▶ Text:
▽

The Ministry for Primary Industries has responded to negative press coverage in the United States after an announcement that small levels of dicyandiamide have been found in some dairy products in New Zealand.
MPI said New Zealand milk is safe to drink despite questions over the use of a fertiliser meant to help protect waterways from nitrate poisoning.
On Thursday it was announced use of fertilisers containing DCD would be suspended. The fertiliser is meant to help protect waterways from nitrate poisoning.
On Friday, the Wall Street Journal described DCD as a toxic substance and questioned whether New Zealand milk was safe to drink.
But MPI director-general Wayne McNee said the amount of small DCD residues found posed no food safety risk.
"DCD is not melamine. It is a different chemical and has none of the toxicity that melamine has," he said in a statement.
Residues were found only in some milk powder products and not in products such as butter and cheese.
DCD is found in eco-n and DCn which are produced by Ravensdown and Ballance. It is used on 500 dairy farms, where it is applied twice a year. It helps prevent nitrogen leaching into waterways and reducing nitrous oxide gas emissions.
"Now that its use has been suspended, it is not possible that any New Zealand dairy produce currently in production will have DCD residues in it," Mr McNee said.
DCD fertiliser use was suspended because international dairy customers expect New Zealand products to be residue-free, he said.
AAP reports the chemical became an issue after the US Food & Drug Administration added it to a list of substances to be tested for. However, an international standard is yet to be agreed for DCD.

△

Data records
▽

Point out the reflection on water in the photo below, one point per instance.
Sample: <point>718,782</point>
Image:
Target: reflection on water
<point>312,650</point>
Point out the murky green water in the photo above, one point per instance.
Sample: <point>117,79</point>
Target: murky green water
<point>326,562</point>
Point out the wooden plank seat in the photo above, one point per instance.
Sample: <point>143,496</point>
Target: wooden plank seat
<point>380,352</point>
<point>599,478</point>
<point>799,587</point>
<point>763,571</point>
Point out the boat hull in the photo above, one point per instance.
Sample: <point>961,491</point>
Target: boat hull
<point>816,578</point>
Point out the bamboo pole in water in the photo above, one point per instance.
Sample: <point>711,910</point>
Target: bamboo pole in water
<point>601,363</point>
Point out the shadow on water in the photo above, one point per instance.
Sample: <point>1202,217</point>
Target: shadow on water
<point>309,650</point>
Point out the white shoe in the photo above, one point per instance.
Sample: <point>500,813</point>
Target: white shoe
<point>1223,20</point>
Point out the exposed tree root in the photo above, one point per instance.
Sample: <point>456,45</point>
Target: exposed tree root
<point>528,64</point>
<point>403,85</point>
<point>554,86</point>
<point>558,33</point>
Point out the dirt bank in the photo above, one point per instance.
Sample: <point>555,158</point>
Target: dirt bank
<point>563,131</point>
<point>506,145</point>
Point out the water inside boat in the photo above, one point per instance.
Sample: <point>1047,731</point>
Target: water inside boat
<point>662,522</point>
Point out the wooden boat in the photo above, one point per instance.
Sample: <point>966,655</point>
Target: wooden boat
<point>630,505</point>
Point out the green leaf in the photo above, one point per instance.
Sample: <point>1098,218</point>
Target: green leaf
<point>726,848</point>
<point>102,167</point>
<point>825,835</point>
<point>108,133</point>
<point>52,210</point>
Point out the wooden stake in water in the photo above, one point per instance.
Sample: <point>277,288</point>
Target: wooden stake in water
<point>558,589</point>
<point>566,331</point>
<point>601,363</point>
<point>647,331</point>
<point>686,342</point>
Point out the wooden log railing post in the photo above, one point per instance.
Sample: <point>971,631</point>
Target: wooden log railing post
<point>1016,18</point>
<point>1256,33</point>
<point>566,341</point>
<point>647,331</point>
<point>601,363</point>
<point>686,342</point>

△

▶ Problem to work on:
Please retype the stretch of the dairy fertilizer article from "MPI said New" through "is meant to help protect waterways from nitrate poisoning.", copying it word for word.

▶ Result of this task:
MPI said New Zealand milk is safe to drink despite questions over the use of a fertiliser meant to help protect waterways from nitrate poisoning.
On Thursday it was announced use of fertilisers containing DCD would be suspended. The fertiliser is meant to help protect waterways from nitrate poisoning.